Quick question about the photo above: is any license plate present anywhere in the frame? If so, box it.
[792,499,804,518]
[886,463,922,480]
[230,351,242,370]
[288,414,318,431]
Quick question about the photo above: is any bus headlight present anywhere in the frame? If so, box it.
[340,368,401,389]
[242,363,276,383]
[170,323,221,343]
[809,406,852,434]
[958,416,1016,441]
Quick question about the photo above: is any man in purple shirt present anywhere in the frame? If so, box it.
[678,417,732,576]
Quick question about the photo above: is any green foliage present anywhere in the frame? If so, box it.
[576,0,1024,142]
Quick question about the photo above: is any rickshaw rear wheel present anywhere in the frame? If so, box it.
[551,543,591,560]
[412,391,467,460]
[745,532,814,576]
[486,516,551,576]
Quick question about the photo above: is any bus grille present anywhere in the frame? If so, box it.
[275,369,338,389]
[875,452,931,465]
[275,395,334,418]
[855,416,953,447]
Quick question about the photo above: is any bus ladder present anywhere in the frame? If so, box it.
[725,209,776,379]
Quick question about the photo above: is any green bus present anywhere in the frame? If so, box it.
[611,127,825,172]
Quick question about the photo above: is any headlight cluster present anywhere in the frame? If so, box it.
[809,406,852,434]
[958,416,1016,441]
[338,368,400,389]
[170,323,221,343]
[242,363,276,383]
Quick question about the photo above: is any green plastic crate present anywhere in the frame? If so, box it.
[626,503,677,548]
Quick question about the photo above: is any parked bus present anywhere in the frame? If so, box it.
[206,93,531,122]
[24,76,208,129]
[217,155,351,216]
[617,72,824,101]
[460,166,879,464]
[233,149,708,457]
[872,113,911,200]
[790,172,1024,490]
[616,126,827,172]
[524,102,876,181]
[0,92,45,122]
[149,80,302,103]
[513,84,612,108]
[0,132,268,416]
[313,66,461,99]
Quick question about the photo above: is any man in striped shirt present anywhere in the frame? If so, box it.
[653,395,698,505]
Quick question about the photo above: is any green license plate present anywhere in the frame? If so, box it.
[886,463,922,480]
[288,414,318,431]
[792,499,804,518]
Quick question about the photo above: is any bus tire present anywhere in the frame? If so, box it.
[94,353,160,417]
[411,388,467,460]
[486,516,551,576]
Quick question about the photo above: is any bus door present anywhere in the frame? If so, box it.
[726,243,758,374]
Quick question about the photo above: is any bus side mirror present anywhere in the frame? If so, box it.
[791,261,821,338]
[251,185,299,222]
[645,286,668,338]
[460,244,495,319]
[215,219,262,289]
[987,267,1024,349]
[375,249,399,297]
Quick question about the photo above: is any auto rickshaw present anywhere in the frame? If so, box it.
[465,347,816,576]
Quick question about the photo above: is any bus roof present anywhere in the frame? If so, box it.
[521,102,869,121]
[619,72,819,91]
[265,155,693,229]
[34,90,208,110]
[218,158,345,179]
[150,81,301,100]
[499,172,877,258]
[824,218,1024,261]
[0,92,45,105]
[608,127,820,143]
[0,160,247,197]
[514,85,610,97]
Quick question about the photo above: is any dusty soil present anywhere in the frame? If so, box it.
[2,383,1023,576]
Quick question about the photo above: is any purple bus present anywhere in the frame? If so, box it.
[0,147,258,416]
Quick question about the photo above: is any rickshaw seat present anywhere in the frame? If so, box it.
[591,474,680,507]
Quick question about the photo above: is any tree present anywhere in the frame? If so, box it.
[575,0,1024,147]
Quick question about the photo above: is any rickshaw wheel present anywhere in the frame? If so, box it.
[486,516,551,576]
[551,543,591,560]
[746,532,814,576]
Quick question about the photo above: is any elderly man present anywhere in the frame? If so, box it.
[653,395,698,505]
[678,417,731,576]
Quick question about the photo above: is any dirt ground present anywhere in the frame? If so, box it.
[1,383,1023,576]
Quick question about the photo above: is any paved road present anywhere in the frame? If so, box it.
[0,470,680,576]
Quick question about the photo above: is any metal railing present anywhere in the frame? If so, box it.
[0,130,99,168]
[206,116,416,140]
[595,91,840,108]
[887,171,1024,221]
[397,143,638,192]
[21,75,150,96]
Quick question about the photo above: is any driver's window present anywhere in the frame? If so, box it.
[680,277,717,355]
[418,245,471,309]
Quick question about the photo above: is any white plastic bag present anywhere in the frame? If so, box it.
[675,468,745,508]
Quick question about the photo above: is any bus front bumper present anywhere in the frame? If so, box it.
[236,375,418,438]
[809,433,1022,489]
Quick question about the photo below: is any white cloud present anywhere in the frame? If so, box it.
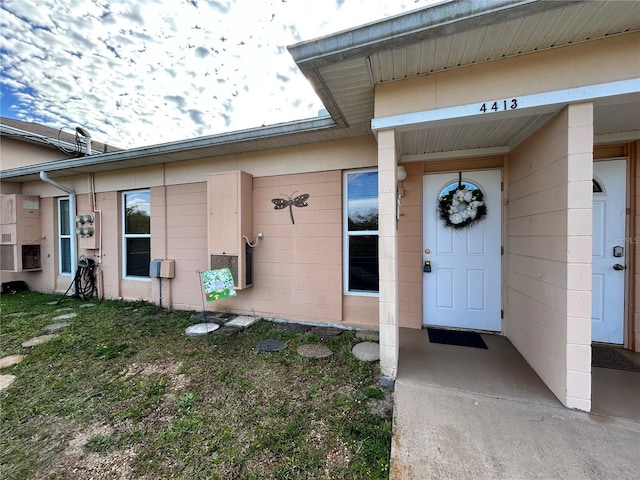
[1,0,439,148]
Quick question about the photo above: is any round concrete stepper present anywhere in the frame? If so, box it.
[256,339,288,353]
[79,303,97,308]
[21,334,59,348]
[43,322,70,332]
[352,342,380,362]
[185,323,220,336]
[0,375,17,391]
[297,344,332,359]
[0,355,25,369]
[52,312,77,321]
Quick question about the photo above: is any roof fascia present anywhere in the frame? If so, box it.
[288,0,576,67]
[0,116,337,181]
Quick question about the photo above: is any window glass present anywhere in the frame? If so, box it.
[123,190,150,278]
[125,238,151,277]
[348,235,379,292]
[347,171,378,231]
[344,170,379,294]
[58,198,71,274]
[125,191,151,234]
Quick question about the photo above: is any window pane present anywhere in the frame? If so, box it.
[347,171,378,231]
[59,199,70,235]
[60,238,71,274]
[125,192,150,234]
[348,235,379,292]
[126,238,150,277]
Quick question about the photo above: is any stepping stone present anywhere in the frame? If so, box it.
[46,301,60,306]
[0,375,17,391]
[275,322,311,333]
[312,326,344,338]
[0,355,25,368]
[53,313,77,321]
[80,303,96,308]
[297,344,332,359]
[185,323,220,336]
[226,315,257,328]
[255,339,287,353]
[211,325,243,336]
[352,342,380,362]
[356,330,379,342]
[34,313,50,320]
[54,307,73,313]
[43,322,70,332]
[22,334,59,348]
[4,312,24,318]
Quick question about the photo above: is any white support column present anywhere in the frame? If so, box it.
[377,129,400,383]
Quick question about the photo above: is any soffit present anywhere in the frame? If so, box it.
[294,1,640,129]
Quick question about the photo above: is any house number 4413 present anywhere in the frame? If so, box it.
[479,99,518,113]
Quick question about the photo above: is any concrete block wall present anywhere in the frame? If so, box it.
[506,103,593,411]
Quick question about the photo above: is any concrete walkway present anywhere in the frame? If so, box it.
[390,329,640,479]
[391,379,640,479]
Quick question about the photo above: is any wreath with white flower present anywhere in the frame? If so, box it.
[438,185,487,229]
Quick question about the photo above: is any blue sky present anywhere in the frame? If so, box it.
[1,0,438,149]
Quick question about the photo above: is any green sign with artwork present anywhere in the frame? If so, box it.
[200,268,237,301]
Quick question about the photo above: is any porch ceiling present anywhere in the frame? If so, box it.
[397,96,640,161]
[290,0,640,158]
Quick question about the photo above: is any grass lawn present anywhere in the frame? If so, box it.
[0,292,392,479]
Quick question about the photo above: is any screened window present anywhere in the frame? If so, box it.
[58,198,71,274]
[122,190,151,278]
[343,169,379,294]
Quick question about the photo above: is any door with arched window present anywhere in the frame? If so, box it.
[592,159,626,344]
[422,170,502,331]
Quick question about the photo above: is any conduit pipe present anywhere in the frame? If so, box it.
[40,171,77,293]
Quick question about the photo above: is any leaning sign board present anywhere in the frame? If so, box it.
[200,268,237,301]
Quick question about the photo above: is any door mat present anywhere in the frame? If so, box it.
[592,346,640,372]
[427,328,488,349]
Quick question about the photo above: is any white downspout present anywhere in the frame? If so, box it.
[40,171,77,293]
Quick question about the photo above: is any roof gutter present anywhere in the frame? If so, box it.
[39,171,77,291]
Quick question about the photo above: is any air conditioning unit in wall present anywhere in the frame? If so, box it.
[207,170,253,289]
[0,194,42,272]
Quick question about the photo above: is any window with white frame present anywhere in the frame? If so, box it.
[343,169,379,294]
[122,190,151,278]
[58,197,71,275]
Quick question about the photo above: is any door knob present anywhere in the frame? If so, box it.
[613,264,625,271]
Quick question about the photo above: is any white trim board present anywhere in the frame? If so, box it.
[371,79,640,133]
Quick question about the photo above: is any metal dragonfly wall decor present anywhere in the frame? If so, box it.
[271,192,310,224]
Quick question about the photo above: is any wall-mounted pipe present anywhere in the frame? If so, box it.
[40,171,77,293]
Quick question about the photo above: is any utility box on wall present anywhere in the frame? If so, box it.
[207,170,253,289]
[0,194,41,272]
[76,213,100,250]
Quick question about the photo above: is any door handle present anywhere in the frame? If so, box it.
[423,260,432,273]
[613,264,625,271]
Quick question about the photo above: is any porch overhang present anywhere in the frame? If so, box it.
[371,79,640,162]
[289,0,640,135]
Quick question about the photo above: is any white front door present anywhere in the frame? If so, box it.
[592,159,627,344]
[422,170,502,331]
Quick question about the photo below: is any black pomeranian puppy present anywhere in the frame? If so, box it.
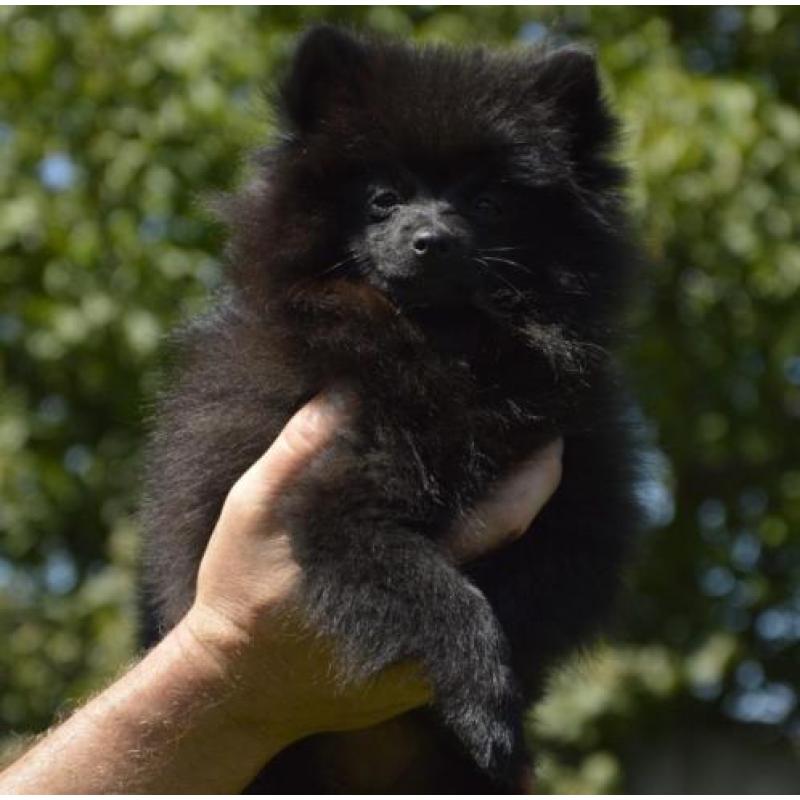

-- Exercise requirements --
Only the lines from the line holding "Quick question about the photo above: is any wall-mounted" through the last line above belong in the answer, repeated exactly; the pictures do not.

-- Finished task --
Quick question about the photo above: is any wall-mounted pipe present anywhere in the frame? If so, box it.
[40,171,77,293]
Quick question about the photo above: is any utility box on wall present anywhere in the frame? If so, box it.
[207,170,253,289]
[0,194,41,272]
[76,213,100,250]
Quick question about the photo above: is any door handle present anywhere in the frame? If so, box it.
[423,260,432,273]
[613,264,625,271]
Quick question about the photo above: is any porch overhang present anywhere in the frame? If so, box it.
[371,79,640,162]
[289,0,640,135]
Quick question about the photo above: is any white front door present anywhere in the frame? If so, box it.
[592,159,627,344]
[422,170,502,331]
Quick question about the photo below: is any black pomeranian puppy present anywhere in the frame? If so, box it.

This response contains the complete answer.